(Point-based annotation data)
====================

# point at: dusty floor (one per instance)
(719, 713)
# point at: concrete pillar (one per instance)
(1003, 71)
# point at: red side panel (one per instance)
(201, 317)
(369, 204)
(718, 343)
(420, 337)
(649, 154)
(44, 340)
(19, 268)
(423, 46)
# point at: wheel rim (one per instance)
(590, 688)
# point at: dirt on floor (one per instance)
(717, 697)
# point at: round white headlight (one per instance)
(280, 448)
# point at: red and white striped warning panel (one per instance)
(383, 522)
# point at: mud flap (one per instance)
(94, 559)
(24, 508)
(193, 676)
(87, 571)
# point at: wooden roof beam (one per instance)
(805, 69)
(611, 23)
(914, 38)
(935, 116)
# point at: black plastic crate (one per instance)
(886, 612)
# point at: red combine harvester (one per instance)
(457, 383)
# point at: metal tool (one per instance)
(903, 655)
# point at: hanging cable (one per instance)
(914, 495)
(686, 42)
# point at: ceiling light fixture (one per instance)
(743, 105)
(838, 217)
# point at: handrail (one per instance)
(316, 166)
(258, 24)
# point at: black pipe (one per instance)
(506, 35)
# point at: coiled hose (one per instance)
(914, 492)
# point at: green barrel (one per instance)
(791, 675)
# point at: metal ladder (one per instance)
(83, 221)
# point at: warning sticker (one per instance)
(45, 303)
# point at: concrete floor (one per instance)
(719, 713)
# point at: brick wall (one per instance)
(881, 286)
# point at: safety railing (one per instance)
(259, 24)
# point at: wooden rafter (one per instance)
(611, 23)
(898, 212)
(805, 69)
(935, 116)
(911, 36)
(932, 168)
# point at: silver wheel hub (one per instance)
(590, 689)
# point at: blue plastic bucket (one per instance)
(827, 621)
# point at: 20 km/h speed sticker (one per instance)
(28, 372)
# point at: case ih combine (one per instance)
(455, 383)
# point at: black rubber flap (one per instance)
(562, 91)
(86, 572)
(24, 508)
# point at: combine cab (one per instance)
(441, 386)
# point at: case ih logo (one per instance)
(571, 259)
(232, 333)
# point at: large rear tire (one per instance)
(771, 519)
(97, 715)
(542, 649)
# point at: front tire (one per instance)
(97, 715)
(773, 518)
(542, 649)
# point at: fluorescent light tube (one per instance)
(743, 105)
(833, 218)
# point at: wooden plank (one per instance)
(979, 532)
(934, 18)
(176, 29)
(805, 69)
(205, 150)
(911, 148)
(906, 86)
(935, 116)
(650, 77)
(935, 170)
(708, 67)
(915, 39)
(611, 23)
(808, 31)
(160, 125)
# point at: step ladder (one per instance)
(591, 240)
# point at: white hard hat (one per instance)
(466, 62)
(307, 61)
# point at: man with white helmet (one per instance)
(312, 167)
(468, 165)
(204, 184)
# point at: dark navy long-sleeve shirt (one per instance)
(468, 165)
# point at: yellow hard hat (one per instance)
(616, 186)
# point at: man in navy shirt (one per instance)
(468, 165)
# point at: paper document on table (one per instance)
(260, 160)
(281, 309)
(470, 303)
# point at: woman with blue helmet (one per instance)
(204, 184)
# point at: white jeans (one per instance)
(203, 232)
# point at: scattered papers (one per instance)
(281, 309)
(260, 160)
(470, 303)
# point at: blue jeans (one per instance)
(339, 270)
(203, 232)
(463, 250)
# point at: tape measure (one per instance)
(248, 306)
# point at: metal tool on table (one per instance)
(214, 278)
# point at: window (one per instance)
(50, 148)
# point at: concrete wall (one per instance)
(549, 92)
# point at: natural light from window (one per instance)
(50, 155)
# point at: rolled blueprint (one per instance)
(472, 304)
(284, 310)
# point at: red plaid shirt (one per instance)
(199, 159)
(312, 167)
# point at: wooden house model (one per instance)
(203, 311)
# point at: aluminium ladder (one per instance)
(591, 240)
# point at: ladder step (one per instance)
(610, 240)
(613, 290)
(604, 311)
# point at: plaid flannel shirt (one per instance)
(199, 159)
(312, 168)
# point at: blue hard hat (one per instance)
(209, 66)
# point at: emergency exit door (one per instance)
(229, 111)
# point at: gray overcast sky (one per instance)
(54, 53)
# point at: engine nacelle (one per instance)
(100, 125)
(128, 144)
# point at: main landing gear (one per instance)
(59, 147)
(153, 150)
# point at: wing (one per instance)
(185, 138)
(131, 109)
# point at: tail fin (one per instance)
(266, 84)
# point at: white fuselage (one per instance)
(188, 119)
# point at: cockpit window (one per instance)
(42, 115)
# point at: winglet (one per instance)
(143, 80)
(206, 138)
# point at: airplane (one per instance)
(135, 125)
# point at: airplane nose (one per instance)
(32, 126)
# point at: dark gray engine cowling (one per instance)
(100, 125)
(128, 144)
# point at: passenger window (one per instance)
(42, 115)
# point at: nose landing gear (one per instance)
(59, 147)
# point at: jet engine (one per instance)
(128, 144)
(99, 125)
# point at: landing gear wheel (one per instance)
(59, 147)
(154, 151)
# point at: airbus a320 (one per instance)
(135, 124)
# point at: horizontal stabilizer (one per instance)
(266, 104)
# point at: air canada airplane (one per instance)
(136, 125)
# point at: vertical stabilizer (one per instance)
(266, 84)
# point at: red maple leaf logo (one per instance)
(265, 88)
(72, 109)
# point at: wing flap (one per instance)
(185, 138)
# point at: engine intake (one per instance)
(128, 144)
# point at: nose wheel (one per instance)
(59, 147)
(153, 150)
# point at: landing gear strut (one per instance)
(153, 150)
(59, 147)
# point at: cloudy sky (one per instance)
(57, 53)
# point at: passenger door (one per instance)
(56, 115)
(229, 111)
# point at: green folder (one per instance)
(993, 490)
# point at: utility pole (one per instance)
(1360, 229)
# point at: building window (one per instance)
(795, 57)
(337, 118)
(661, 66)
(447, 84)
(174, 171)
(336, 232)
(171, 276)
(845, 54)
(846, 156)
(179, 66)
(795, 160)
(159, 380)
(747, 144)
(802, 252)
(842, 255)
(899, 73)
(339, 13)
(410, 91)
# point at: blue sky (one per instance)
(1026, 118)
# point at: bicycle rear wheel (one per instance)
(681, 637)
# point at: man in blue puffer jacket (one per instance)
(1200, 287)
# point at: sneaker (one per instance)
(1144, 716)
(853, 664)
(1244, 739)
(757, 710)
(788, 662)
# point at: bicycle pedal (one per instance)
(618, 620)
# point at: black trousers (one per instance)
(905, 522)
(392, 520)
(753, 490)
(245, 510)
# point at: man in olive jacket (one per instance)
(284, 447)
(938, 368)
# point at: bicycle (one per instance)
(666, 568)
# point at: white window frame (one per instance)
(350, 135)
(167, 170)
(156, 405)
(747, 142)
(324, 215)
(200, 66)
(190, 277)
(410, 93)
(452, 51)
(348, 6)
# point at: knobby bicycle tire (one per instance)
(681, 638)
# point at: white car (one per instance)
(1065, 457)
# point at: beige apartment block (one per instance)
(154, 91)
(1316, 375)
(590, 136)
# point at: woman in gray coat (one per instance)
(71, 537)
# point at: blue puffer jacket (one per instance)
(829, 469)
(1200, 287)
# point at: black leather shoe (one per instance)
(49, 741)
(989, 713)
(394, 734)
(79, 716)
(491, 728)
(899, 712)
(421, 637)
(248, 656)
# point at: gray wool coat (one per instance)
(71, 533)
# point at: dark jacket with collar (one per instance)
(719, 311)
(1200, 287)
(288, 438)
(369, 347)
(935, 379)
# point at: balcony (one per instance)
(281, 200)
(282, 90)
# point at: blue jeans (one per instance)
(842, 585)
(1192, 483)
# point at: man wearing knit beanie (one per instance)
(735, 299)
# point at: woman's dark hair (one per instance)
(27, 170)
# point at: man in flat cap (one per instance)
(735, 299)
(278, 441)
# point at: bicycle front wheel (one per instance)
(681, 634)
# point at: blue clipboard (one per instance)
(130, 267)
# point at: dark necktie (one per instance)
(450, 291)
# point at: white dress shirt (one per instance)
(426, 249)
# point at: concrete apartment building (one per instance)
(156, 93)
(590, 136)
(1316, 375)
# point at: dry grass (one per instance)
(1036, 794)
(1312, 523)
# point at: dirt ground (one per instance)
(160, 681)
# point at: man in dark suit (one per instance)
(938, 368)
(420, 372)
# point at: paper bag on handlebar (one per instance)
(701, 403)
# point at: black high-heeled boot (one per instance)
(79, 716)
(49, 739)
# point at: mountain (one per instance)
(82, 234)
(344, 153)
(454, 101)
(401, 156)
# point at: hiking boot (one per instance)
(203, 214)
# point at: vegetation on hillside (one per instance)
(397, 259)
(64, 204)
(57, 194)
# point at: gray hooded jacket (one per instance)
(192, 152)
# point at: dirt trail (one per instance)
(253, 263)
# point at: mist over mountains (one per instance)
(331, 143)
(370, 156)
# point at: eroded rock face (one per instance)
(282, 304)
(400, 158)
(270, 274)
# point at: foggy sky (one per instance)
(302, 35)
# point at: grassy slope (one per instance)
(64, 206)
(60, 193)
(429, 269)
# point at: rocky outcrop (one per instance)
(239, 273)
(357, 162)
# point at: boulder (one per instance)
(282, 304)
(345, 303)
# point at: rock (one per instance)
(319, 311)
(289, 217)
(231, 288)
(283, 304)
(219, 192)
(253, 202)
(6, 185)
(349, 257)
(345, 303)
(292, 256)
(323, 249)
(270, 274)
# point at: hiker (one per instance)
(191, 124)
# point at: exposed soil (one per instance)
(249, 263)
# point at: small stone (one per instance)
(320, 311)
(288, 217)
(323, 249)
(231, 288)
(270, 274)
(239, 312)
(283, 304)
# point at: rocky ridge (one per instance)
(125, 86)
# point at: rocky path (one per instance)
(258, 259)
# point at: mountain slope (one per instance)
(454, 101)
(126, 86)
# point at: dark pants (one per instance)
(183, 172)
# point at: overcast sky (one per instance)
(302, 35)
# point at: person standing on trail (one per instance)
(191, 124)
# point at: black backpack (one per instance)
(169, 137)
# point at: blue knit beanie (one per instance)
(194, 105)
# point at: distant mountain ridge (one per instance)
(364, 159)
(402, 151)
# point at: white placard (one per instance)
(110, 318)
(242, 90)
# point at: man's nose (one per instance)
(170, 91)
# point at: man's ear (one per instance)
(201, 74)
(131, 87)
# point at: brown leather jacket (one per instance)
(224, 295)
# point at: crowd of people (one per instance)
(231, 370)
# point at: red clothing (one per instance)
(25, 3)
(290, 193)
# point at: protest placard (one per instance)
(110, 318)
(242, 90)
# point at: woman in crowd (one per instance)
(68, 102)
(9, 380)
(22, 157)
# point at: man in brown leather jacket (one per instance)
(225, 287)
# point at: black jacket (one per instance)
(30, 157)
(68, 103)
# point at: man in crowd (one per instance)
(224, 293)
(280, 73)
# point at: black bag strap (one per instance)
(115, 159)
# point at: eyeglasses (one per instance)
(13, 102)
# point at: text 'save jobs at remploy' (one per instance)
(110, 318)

====================

Update the entries starting with the line with "# point at: passenger door (one per instance)" and going on through the line with "(1026, 118)", swapping "building window" for "house window" and leaving everything else the same. Give back only those lines.

# point at: passenger door (one per instance)
(56, 115)
(229, 111)
# point at: green folder (one per instance)
(993, 490)
# point at: utility pole (one per instance)
(1360, 229)
# point at: house window (one per instance)
(795, 57)
(337, 118)
(661, 66)
(447, 84)
(174, 171)
(336, 232)
(171, 276)
(845, 54)
(846, 156)
(179, 66)
(795, 160)
(159, 380)
(747, 144)
(802, 252)
(842, 255)
(899, 73)
(339, 13)
(410, 91)
# point at: blue sky (one per instance)
(1026, 118)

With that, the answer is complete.